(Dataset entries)
===============
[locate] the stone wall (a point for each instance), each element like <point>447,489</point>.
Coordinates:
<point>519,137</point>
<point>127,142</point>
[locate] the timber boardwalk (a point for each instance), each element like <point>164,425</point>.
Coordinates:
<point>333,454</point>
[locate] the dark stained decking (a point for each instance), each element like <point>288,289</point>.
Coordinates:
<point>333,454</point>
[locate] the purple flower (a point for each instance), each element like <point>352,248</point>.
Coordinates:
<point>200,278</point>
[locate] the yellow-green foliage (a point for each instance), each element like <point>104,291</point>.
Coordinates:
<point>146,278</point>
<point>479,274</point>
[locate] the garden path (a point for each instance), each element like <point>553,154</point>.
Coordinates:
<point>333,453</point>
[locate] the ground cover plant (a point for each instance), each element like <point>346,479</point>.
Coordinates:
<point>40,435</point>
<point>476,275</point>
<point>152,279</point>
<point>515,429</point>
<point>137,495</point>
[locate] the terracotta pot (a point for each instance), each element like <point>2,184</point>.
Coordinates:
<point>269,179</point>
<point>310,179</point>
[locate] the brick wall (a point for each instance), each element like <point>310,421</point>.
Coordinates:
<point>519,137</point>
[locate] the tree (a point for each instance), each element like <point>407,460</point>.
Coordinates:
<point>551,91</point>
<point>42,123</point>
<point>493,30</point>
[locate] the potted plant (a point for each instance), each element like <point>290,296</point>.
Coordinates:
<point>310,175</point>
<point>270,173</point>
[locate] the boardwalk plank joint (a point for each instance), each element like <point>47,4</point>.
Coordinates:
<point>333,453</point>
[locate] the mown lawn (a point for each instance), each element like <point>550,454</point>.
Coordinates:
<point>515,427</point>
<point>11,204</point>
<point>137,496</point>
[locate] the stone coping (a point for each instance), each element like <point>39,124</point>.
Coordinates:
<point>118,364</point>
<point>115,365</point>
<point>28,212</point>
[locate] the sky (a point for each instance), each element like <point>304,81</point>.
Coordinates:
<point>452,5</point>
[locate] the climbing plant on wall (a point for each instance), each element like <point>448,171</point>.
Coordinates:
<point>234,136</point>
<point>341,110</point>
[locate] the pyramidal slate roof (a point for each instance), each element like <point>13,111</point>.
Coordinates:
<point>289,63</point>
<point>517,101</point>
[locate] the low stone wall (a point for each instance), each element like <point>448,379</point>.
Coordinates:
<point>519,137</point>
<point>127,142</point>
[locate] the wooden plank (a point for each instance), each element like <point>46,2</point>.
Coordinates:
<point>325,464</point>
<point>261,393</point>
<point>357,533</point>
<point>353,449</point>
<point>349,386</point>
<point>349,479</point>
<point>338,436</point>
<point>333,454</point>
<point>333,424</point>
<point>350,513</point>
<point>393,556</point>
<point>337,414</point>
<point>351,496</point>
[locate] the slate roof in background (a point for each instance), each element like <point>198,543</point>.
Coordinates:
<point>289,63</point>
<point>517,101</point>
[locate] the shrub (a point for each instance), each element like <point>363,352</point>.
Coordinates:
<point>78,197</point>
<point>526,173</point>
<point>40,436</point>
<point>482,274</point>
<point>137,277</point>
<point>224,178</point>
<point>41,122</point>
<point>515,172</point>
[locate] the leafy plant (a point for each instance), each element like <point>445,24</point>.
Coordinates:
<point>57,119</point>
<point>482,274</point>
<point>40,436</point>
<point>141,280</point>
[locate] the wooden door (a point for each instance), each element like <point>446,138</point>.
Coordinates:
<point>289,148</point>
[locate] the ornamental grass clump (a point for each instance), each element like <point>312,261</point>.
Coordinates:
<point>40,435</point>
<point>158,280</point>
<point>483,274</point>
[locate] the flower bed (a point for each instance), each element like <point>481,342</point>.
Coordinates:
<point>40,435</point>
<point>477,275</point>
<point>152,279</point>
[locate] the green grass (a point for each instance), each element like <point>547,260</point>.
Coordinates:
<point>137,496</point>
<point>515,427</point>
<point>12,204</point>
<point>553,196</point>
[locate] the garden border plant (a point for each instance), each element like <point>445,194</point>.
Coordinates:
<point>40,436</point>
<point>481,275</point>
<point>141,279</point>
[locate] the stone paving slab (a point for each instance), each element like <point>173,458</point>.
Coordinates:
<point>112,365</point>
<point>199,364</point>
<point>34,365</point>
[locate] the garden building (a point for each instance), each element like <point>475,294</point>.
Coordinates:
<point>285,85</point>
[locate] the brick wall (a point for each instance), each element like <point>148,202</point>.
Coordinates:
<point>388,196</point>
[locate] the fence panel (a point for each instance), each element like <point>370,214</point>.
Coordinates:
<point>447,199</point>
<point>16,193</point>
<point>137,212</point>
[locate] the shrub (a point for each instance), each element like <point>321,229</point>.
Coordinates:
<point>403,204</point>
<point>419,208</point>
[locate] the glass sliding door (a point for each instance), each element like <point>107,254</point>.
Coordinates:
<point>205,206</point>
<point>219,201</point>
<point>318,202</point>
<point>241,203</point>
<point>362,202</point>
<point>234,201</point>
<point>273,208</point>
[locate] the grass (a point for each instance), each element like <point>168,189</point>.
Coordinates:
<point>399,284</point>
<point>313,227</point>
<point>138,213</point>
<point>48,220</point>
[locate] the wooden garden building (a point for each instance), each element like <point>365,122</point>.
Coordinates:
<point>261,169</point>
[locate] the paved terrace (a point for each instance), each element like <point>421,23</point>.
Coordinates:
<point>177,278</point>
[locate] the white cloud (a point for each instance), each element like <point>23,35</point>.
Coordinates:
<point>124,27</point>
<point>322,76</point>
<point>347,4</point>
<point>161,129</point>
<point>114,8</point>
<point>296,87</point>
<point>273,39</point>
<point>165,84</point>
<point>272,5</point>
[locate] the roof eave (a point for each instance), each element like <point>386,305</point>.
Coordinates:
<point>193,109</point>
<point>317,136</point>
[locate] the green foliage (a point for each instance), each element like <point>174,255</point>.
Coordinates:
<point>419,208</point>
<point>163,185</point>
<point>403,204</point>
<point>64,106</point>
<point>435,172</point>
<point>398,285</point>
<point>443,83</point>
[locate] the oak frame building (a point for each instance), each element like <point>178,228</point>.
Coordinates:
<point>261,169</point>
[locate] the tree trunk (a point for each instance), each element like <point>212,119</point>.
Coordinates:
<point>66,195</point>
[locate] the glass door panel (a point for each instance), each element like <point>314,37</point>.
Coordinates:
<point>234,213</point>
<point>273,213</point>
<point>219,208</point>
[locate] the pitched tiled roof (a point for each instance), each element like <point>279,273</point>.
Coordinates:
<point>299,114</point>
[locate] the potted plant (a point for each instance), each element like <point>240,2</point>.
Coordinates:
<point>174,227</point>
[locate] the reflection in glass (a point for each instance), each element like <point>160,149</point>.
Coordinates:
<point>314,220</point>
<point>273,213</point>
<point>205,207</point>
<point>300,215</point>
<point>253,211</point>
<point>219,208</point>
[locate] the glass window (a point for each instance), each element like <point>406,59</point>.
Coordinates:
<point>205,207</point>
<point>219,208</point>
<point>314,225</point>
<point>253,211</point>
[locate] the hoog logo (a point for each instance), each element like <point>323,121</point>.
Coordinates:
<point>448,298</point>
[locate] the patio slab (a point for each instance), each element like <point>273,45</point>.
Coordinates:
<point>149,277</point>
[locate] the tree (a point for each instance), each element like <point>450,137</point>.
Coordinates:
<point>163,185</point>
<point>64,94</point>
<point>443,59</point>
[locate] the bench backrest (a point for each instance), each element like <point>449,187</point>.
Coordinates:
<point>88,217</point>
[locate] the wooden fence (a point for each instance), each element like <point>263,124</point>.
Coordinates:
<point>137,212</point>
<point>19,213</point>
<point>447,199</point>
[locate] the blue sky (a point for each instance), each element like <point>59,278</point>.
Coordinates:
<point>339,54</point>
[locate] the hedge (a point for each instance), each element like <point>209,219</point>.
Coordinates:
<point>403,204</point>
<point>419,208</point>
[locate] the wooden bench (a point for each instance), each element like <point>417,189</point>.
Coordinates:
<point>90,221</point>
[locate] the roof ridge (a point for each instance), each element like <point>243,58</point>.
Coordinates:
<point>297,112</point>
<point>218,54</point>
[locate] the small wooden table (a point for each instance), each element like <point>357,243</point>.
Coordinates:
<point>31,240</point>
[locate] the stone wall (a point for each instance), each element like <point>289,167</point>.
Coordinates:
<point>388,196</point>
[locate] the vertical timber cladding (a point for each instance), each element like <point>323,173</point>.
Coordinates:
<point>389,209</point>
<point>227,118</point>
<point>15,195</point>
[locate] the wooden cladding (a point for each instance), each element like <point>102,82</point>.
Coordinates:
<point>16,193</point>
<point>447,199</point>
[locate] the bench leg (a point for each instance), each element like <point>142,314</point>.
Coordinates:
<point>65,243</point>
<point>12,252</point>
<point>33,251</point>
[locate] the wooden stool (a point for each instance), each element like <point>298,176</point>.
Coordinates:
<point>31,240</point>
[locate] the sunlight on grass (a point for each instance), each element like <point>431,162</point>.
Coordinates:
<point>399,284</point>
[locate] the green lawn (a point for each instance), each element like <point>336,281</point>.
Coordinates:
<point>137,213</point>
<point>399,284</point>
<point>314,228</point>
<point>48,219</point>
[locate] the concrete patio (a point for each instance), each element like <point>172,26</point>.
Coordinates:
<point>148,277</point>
===============
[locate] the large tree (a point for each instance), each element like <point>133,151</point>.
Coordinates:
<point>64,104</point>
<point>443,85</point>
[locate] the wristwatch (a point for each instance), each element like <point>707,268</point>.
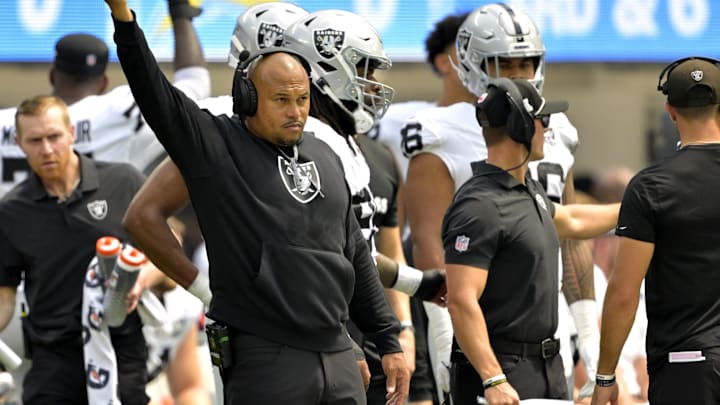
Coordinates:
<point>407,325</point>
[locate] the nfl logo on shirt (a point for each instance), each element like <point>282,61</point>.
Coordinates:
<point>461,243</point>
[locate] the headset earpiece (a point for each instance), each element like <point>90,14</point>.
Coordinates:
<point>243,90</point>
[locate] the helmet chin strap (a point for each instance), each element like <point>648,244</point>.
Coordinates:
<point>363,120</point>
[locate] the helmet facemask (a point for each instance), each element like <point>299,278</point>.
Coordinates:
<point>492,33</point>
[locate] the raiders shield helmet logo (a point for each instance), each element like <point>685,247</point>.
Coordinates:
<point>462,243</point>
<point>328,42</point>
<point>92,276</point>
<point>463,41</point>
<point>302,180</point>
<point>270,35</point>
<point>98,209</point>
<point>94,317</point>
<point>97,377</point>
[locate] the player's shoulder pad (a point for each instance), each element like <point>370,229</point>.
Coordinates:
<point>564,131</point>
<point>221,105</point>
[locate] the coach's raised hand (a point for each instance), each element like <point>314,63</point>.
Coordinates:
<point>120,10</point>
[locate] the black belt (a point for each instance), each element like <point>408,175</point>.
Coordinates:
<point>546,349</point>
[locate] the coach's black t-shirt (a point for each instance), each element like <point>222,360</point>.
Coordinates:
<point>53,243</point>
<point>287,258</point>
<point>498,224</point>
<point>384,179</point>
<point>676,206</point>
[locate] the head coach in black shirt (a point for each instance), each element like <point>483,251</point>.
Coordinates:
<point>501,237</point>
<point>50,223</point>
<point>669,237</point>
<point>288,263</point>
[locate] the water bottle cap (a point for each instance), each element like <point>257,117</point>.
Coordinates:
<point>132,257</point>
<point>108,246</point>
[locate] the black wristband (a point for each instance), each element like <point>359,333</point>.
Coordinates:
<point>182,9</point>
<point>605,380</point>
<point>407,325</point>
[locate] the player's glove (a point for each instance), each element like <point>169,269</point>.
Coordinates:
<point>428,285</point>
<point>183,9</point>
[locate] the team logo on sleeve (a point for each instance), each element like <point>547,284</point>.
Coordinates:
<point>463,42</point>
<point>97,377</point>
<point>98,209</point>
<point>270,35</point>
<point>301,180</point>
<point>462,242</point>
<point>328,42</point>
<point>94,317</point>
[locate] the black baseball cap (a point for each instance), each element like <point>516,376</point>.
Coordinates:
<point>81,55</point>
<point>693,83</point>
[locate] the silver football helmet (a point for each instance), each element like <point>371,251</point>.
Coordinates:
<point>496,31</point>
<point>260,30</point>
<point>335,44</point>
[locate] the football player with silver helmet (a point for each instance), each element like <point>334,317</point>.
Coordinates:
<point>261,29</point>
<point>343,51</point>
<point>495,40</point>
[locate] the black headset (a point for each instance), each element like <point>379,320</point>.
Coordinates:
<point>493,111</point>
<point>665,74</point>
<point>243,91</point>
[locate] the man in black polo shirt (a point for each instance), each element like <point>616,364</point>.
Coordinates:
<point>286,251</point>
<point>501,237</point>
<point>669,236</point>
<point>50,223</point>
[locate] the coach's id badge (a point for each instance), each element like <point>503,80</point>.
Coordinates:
===============
▸ About this task: Look through the entries, and return every line that the word "lawn" appears in.

▸ Answer to the problem:
[locate] the mown lawn (a point for each instance), each element like <point>550,454</point>.
[locate] the green lawn (a point for each instance), each element like <point>336,281</point>.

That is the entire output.